**What the task asks**
An exact restatement is required. Cover only the lines of the records from the first through the line with "point like [128,324].", and skip pictures.

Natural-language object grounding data
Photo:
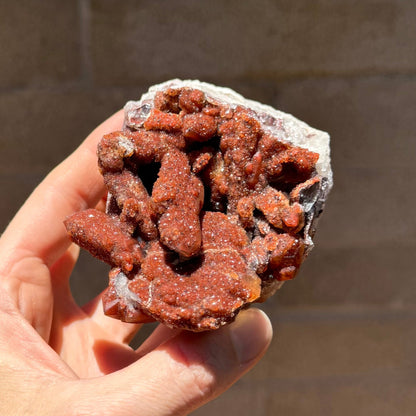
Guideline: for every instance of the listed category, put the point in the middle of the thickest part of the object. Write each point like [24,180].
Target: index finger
[76,184]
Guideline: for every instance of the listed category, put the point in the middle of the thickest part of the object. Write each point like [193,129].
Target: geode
[212,204]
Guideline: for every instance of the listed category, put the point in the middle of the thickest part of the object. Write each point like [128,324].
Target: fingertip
[251,334]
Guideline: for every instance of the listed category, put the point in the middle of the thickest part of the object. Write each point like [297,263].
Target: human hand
[59,358]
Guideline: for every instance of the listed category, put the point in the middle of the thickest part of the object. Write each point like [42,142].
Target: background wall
[346,325]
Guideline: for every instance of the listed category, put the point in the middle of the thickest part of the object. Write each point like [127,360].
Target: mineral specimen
[213,201]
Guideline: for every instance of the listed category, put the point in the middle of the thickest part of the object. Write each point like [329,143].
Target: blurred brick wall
[346,325]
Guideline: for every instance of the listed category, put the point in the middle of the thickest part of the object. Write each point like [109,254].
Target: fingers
[37,230]
[184,372]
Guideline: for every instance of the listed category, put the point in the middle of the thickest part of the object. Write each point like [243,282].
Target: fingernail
[251,334]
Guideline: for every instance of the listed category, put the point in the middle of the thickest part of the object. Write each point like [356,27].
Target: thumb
[183,373]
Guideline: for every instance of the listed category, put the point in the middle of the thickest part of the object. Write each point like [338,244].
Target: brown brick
[135,41]
[40,127]
[373,275]
[40,42]
[337,364]
[14,188]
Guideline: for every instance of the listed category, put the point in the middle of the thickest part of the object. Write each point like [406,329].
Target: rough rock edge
[295,132]
[291,130]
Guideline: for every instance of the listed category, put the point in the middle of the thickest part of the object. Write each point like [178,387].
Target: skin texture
[59,358]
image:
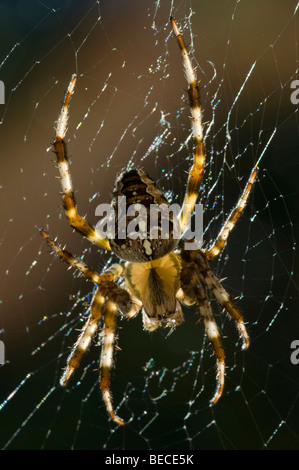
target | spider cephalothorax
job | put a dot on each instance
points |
(157, 275)
(140, 238)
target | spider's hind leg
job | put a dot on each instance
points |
(194, 289)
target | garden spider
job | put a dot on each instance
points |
(156, 275)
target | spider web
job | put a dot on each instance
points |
(130, 108)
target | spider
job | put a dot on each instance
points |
(155, 275)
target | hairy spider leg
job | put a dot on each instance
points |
(79, 223)
(112, 273)
(106, 362)
(213, 334)
(231, 220)
(85, 337)
(197, 169)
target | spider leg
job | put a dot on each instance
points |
(224, 299)
(83, 341)
(196, 171)
(230, 222)
(76, 221)
(194, 288)
(107, 357)
(112, 273)
(116, 298)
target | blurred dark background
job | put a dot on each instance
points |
(130, 79)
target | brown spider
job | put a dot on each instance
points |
(157, 276)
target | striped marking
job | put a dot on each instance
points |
(76, 221)
(84, 340)
(106, 361)
(233, 217)
(214, 337)
(112, 273)
(64, 113)
(196, 171)
(224, 299)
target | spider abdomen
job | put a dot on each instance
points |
(145, 226)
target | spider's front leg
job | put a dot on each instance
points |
(108, 299)
(77, 222)
(196, 278)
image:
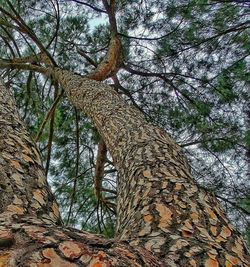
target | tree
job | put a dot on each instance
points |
(164, 218)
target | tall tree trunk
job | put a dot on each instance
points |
(164, 218)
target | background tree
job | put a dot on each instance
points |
(198, 99)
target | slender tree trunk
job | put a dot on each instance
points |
(164, 218)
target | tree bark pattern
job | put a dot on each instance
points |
(164, 218)
(160, 207)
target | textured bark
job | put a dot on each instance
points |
(164, 218)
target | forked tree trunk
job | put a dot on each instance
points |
(164, 218)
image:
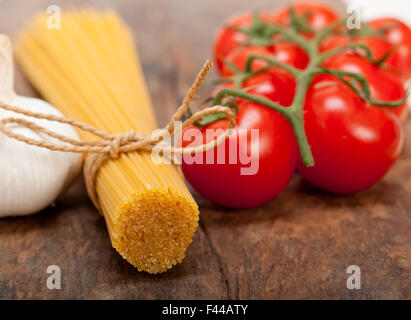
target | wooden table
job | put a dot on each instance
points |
(297, 246)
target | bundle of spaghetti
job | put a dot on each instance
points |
(90, 70)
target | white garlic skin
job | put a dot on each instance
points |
(31, 178)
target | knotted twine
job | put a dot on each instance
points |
(112, 145)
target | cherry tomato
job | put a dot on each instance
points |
(378, 46)
(227, 39)
(239, 56)
(275, 84)
(286, 52)
(319, 15)
(399, 35)
(384, 85)
(272, 158)
(353, 144)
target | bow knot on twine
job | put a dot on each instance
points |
(111, 146)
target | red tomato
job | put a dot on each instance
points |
(383, 84)
(353, 144)
(239, 56)
(275, 84)
(399, 35)
(286, 52)
(227, 39)
(319, 15)
(378, 46)
(274, 152)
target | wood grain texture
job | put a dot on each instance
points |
(297, 246)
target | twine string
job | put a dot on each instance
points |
(110, 146)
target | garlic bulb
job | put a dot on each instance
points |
(31, 177)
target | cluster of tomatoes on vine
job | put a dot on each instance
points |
(328, 101)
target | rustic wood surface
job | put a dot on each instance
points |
(297, 246)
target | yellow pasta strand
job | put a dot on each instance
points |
(91, 72)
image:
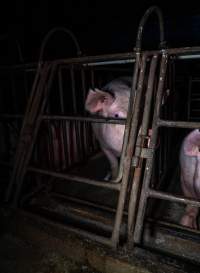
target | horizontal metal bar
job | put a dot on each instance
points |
(181, 53)
(173, 198)
(6, 164)
(66, 198)
(110, 62)
(90, 119)
(178, 124)
(188, 57)
(44, 221)
(11, 116)
(75, 178)
(172, 225)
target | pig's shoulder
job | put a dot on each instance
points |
(119, 85)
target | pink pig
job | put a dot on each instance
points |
(111, 101)
(190, 175)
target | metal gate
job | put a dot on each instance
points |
(68, 128)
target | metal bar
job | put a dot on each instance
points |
(172, 225)
(28, 150)
(61, 90)
(110, 62)
(20, 146)
(149, 162)
(76, 178)
(49, 223)
(73, 89)
(87, 203)
(132, 127)
(192, 53)
(143, 132)
(178, 124)
(11, 116)
(142, 23)
(78, 118)
(173, 198)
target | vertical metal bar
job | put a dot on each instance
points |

**Response area**
Photo:
Guideline: for every instance of the listed category, put the point in the middle of the thickest part of the object. Write each point like [24,180].
Target: index finger
[76,184]
Guideline: for every instance of the listed category, put the point in the middle of the thickest part of the object. Write each point like [193,129].
Target: geode
[212,204]
Guideline: for every instance of the listed category, put the point in the middle of the thickest part of the object. Write each point like [128,324].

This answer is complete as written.